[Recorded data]
___

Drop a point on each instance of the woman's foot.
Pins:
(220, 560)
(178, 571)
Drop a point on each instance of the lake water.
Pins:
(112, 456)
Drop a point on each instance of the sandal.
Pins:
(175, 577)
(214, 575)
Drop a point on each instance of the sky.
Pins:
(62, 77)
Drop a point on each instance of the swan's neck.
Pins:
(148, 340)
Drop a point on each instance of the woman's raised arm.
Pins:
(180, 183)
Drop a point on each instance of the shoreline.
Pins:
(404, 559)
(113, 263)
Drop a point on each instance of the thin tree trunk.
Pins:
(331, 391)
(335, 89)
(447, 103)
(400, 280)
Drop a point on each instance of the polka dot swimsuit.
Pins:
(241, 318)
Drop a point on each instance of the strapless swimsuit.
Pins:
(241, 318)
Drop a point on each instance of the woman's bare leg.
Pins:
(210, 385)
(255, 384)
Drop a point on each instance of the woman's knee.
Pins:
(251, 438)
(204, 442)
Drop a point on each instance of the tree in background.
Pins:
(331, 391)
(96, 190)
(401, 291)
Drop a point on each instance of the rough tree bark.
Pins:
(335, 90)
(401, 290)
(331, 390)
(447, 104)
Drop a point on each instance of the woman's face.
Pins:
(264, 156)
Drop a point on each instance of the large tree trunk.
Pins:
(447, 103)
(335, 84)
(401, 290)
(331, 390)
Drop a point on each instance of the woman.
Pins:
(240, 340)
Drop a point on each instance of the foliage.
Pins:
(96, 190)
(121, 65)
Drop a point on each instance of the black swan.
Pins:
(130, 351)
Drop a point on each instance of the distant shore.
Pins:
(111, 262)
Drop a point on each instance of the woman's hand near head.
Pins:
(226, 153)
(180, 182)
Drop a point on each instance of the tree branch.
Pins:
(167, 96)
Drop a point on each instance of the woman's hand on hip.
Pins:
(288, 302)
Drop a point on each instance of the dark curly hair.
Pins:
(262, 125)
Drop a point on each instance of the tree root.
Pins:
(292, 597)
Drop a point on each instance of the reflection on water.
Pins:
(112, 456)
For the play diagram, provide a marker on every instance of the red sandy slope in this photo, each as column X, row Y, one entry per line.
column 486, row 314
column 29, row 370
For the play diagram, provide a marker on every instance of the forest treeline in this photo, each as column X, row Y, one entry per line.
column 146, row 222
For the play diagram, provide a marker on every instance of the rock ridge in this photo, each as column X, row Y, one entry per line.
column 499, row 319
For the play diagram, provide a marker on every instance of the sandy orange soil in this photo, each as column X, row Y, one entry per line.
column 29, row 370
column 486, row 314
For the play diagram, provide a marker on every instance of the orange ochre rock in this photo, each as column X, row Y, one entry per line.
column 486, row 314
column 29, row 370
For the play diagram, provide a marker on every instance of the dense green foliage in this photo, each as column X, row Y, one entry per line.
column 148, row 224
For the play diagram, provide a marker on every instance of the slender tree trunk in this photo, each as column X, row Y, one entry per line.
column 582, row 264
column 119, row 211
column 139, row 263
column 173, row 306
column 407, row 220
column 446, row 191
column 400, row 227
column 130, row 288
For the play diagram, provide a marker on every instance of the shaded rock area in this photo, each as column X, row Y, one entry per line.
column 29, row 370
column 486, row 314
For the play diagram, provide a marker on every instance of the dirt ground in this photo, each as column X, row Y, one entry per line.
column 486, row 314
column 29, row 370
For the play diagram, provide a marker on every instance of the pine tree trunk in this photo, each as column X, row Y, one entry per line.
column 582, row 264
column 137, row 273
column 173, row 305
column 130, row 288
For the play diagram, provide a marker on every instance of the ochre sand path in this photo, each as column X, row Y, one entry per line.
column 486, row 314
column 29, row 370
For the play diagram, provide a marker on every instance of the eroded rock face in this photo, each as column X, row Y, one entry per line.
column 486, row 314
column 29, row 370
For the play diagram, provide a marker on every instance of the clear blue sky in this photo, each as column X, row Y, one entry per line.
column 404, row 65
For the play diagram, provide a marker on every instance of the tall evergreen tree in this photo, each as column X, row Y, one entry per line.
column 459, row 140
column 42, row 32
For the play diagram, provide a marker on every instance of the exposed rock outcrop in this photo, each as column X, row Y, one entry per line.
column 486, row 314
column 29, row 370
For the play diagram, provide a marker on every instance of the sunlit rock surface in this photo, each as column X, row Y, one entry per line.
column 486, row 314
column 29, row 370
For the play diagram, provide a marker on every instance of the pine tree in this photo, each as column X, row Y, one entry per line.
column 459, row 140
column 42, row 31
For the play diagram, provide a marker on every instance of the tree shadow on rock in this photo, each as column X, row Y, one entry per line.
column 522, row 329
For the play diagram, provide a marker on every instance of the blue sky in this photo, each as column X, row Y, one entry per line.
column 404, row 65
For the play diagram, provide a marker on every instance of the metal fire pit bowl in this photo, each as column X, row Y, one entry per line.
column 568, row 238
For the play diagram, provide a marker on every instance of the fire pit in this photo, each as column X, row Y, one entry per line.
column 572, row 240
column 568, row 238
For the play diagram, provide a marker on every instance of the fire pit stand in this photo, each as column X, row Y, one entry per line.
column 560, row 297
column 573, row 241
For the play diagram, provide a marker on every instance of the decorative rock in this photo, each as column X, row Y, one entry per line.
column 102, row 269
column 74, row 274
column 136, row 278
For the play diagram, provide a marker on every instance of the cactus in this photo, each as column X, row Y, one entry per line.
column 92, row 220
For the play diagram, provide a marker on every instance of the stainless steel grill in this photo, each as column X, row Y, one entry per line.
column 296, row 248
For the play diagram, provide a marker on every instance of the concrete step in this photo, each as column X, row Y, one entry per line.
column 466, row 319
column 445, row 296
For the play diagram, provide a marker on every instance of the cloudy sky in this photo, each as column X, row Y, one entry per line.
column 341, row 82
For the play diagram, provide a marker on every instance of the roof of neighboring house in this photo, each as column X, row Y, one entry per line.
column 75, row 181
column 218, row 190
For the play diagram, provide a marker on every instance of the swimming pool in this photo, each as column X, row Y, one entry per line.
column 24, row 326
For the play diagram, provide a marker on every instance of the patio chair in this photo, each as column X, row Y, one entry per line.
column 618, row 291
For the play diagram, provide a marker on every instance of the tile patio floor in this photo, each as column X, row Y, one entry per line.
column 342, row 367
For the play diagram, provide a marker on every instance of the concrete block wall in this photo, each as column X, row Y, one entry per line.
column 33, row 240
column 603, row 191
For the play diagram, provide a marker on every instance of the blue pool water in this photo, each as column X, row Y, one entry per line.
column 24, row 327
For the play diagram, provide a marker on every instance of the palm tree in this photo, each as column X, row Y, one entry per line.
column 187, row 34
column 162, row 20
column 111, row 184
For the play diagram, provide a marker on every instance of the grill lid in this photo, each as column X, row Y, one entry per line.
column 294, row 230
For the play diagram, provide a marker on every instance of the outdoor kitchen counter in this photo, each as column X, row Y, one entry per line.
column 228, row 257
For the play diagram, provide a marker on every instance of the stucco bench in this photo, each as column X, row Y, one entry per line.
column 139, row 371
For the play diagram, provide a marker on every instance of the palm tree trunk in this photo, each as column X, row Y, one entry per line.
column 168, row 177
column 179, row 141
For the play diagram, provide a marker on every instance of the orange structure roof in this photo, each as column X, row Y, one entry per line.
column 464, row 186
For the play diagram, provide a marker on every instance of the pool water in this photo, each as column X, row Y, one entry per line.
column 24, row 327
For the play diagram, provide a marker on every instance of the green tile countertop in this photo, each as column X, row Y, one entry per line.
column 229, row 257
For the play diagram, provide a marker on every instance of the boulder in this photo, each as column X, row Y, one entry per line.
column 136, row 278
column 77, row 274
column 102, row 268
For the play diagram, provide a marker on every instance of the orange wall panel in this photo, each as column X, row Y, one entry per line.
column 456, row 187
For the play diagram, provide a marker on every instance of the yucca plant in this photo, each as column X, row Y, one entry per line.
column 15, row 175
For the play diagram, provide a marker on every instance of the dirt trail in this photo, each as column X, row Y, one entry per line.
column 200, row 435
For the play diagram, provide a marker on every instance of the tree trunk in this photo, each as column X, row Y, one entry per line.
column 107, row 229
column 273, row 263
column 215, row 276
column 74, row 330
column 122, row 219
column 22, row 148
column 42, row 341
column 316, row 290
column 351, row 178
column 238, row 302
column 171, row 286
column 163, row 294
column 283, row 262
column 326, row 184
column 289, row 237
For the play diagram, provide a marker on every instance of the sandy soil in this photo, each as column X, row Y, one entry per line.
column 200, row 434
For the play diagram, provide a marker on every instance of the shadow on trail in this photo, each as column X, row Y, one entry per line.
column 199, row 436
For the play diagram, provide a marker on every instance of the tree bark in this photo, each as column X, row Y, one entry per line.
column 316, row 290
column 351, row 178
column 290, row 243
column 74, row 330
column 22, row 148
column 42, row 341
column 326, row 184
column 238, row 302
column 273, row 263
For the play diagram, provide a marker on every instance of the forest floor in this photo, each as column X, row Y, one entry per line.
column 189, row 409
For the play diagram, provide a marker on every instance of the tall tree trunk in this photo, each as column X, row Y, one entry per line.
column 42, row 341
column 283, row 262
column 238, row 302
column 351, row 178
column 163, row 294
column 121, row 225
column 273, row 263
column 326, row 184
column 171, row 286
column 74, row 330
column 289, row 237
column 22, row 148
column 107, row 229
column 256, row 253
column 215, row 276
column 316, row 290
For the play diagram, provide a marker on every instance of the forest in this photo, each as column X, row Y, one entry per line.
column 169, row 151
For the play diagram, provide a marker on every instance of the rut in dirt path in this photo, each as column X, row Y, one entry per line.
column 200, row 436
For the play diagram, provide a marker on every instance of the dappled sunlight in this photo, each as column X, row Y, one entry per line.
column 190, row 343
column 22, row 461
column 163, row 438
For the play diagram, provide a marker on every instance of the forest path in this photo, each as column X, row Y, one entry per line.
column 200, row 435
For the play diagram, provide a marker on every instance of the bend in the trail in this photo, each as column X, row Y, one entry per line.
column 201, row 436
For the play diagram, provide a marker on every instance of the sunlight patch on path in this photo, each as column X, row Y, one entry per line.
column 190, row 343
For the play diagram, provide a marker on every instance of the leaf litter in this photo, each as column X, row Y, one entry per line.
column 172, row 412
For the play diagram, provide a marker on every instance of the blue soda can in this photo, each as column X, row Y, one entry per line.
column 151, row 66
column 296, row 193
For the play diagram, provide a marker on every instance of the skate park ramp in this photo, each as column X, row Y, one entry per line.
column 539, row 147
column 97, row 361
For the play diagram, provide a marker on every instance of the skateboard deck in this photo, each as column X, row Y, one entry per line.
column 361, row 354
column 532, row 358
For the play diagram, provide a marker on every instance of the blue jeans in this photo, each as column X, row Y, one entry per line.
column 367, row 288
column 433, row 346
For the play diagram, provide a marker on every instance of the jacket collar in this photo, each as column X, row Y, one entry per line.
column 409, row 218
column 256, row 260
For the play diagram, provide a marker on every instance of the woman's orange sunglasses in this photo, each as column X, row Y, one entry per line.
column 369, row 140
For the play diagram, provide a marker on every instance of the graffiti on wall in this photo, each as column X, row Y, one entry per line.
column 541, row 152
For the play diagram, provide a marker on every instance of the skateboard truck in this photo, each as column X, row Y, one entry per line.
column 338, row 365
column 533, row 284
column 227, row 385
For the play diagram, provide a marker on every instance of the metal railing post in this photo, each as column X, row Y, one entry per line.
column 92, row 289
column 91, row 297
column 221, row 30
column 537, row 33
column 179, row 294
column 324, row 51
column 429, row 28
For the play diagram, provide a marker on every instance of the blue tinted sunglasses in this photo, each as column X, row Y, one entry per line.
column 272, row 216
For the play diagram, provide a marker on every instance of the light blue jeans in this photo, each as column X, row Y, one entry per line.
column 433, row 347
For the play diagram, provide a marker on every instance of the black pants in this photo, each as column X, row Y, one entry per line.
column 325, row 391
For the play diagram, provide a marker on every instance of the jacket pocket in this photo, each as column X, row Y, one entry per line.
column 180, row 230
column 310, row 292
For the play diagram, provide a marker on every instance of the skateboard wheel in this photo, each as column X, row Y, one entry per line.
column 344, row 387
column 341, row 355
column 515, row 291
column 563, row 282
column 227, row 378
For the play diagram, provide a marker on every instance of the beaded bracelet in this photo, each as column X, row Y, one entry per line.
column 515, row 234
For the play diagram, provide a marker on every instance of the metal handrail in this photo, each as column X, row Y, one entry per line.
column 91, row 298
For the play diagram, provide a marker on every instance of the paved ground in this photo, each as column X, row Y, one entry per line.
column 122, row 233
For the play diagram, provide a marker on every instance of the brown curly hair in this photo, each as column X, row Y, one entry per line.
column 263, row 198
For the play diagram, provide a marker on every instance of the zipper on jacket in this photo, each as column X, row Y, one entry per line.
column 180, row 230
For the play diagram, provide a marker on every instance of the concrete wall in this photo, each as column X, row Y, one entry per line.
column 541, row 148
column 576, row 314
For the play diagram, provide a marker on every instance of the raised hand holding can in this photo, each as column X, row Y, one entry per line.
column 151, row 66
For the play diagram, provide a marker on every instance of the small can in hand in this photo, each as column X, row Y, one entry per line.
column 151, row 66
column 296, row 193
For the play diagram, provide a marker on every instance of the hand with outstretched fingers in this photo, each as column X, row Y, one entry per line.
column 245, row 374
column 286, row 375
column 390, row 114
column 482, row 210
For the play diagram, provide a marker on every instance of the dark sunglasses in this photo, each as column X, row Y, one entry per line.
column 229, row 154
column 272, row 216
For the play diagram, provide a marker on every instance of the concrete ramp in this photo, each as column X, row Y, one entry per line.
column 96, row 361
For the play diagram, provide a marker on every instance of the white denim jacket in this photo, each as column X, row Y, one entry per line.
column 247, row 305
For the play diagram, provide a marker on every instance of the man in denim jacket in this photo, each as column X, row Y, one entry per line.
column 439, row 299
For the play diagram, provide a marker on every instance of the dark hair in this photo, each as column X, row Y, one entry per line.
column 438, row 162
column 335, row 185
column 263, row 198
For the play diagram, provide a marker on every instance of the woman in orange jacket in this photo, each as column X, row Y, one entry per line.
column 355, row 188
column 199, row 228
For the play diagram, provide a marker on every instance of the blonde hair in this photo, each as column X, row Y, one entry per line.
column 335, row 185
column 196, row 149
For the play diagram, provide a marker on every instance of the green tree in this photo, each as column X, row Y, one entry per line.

___

**PROBLEM**
Please show every line of the records that holds the word "swimsuit".

**TASK RESULT**
Drop a point on each instance of the polka dot swimsuit.
Drop a point on each instance of the strapless swimsuit.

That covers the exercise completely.